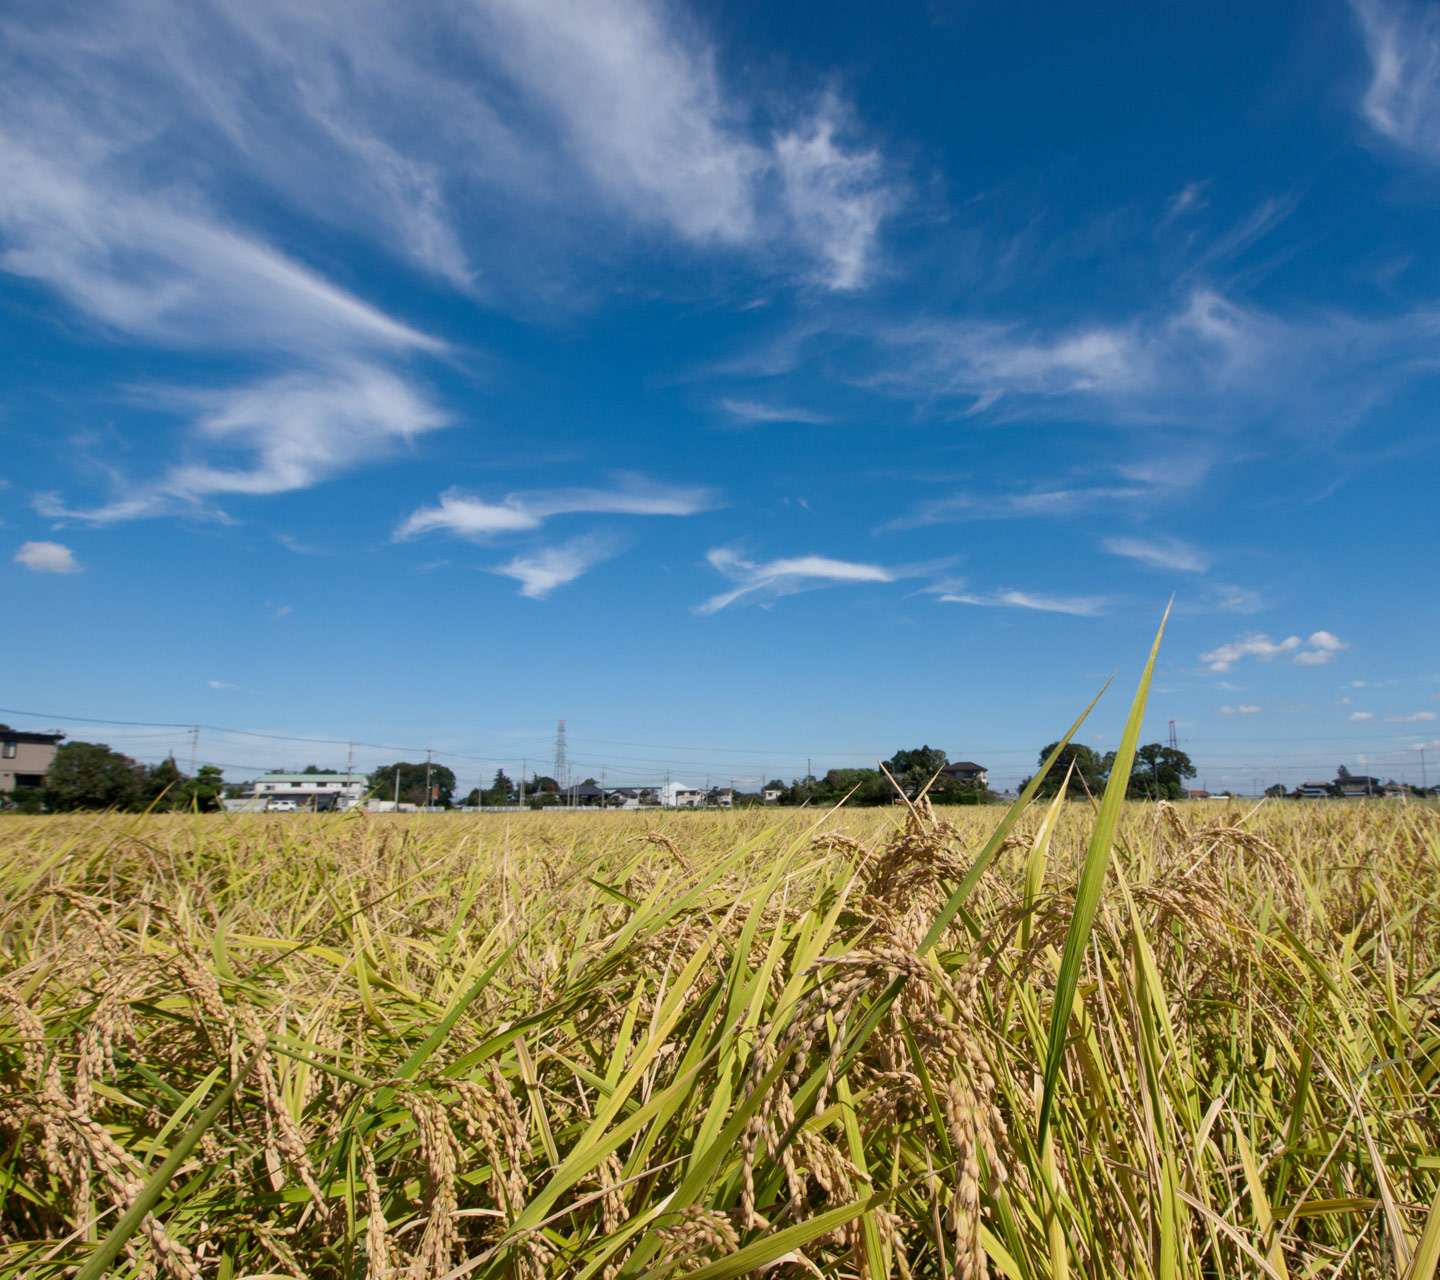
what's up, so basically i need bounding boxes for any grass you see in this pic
[2,742,1439,1274]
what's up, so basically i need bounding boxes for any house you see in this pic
[940,761,988,786]
[0,727,65,796]
[1186,789,1211,800]
[661,782,703,808]
[1297,781,1331,799]
[707,786,734,808]
[1335,775,1383,799]
[250,772,366,811]
[603,788,641,809]
[763,788,783,803]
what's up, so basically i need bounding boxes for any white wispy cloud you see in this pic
[1102,535,1212,573]
[881,485,1152,532]
[938,589,1108,617]
[1201,630,1348,672]
[1218,704,1262,715]
[1350,0,1440,161]
[719,398,832,425]
[14,540,82,573]
[40,366,450,522]
[492,534,623,599]
[1349,711,1376,721]
[397,476,718,541]
[1384,711,1437,723]
[695,547,899,614]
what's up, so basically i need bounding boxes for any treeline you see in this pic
[775,747,994,808]
[5,742,225,813]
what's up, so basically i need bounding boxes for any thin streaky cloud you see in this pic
[1384,711,1437,723]
[397,476,719,541]
[1102,535,1212,573]
[938,588,1108,617]
[719,398,832,425]
[695,547,899,614]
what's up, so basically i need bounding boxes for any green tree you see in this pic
[1023,743,1106,798]
[44,742,146,811]
[366,762,457,807]
[485,770,515,804]
[143,756,186,809]
[175,765,225,812]
[882,745,949,795]
[1124,744,1197,800]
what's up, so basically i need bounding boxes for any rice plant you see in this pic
[2,650,1439,1277]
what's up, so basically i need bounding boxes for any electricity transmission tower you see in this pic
[554,719,569,794]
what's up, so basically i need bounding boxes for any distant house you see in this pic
[250,772,366,811]
[940,761,988,786]
[604,788,641,809]
[1336,775,1383,799]
[0,727,65,796]
[1297,781,1332,799]
[707,786,734,808]
[662,783,703,808]
[763,788,783,803]
[1187,789,1211,800]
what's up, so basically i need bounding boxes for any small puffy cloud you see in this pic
[1335,697,1353,706]
[695,547,897,614]
[1201,630,1346,671]
[1349,711,1376,722]
[398,476,718,541]
[492,534,621,599]
[939,588,1108,617]
[1384,711,1437,723]
[1218,704,1262,715]
[1102,535,1211,573]
[14,540,82,573]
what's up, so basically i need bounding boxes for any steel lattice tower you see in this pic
[554,719,568,791]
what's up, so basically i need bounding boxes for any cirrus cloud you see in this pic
[694,547,899,614]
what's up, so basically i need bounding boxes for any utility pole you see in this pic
[394,767,400,809]
[520,758,526,809]
[424,750,433,811]
[189,723,199,776]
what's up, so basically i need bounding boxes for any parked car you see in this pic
[269,799,298,812]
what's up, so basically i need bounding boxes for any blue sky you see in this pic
[5,0,1440,794]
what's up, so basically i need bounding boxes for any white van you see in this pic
[269,799,299,812]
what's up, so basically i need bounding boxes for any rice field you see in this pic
[1,788,1437,1280]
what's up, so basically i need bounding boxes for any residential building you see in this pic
[1297,781,1331,799]
[763,788,783,803]
[707,786,734,808]
[940,761,988,786]
[249,772,366,811]
[1335,774,1383,799]
[661,782,703,808]
[0,727,64,795]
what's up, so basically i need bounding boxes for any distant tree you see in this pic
[1337,765,1352,779]
[366,762,457,807]
[1265,783,1288,799]
[175,765,225,812]
[463,788,481,807]
[882,746,949,795]
[143,756,186,809]
[930,775,994,805]
[529,775,559,794]
[44,742,146,811]
[1023,743,1106,798]
[485,770,515,804]
[1126,744,1197,800]
[223,782,250,799]
[764,779,787,794]
[301,764,326,774]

◇ ◇ ◇ ◇ ◇ ◇ ◇

GOAL OF THE EXERCISE
Give the records back exactly, with no pictures.

RESPONSE TO THIS TASK
what's up, so basically i need bounding boxes for any grass you see in this pic
[2,742,1439,1274]
what's up, so basically i need bounding boxes for any house you see in this pic
[940,761,988,786]
[0,727,65,796]
[1186,789,1211,800]
[661,782,703,808]
[1297,781,1331,799]
[707,786,734,808]
[1335,775,1383,799]
[250,772,366,811]
[603,788,641,809]
[763,788,783,803]
what's up, so basically i need bounding boxes for any white wispy cloud you see in this pic
[1102,535,1212,573]
[881,485,1152,532]
[938,589,1108,617]
[1201,630,1348,672]
[1218,704,1262,715]
[1350,0,1440,161]
[719,398,832,425]
[14,540,82,573]
[40,366,450,522]
[492,534,623,599]
[1349,711,1376,721]
[397,476,718,541]
[1384,711,1437,723]
[695,547,899,614]
what's up, so basically i need bounding boxes for any treeline you see in this pic
[775,747,994,808]
[5,742,225,813]
what's up, so basically i need bounding boxes for any thin streaky cloud you see in this pic
[1384,711,1437,723]
[397,476,719,541]
[1102,535,1212,573]
[938,588,1108,617]
[719,398,832,425]
[695,547,899,614]
what's up, so basically i need bounding boxes for any green tree you see in this pic
[1023,743,1106,798]
[44,742,146,811]
[366,762,457,807]
[485,770,515,804]
[143,756,186,809]
[175,765,225,812]
[882,745,949,795]
[1124,744,1197,800]
what's up, so basically i need bounding boxes for any rice plant you see in this pic
[2,650,1439,1277]
what's up, so basically i need bounding boxes for any electricity transmission tower you see in this pic
[554,719,569,794]
what's up, so basically i need bounding boxes for any distant house you see in this pic
[250,772,366,811]
[940,761,988,786]
[604,788,641,809]
[1336,775,1383,799]
[0,727,65,796]
[1297,781,1332,799]
[707,786,734,808]
[662,783,703,808]
[763,788,783,803]
[1187,789,1211,800]
what's up, so basically i need bounding boxes for any small puffy cloud you see in this pic
[1335,697,1353,706]
[695,547,897,614]
[1201,630,1346,671]
[1349,711,1376,722]
[398,476,718,541]
[492,534,621,599]
[939,588,1108,617]
[1384,711,1437,723]
[1218,704,1262,715]
[1102,535,1211,573]
[14,540,82,573]
what's up, so basically i need bounding boxes for any steel lattice tower you see in this pic
[554,719,568,791]
what's up, so basically i need bounding boxes for any cirrus cloud you see in this pic
[694,547,899,614]
what's up, so basically i need bounding boxes for any utility pole you see in this pic
[394,767,400,809]
[520,758,526,809]
[424,750,433,811]
[189,723,199,776]
what's up, so basically i need bounding boxes for any parked car you see in this pic
[269,799,298,812]
what's up, so basically i need bounding boxes for any blue sky you see in this pic
[5,0,1440,794]
what's up, so basically i need bounding boxes for any white van you see in this pic
[269,799,299,812]
what's up, so basically i need bounding boxes for any rice field you see in this pic
[1,788,1437,1280]
what's up, so basically i need bounding boxes for any residential building you see in this pic
[1297,781,1331,799]
[763,788,783,803]
[707,786,734,808]
[940,761,988,786]
[249,772,366,811]
[1335,774,1383,799]
[661,782,703,808]
[0,727,64,795]
what's up, so basically i need bounding boxes for any distant tree you see in this pic
[1337,765,1352,779]
[366,762,457,807]
[1265,783,1288,799]
[175,765,225,812]
[463,788,481,807]
[882,746,949,795]
[143,756,186,809]
[930,775,994,805]
[529,775,559,794]
[44,742,146,811]
[1023,743,1106,798]
[485,770,515,804]
[1126,744,1197,800]
[223,782,250,799]
[764,779,787,794]
[301,764,326,774]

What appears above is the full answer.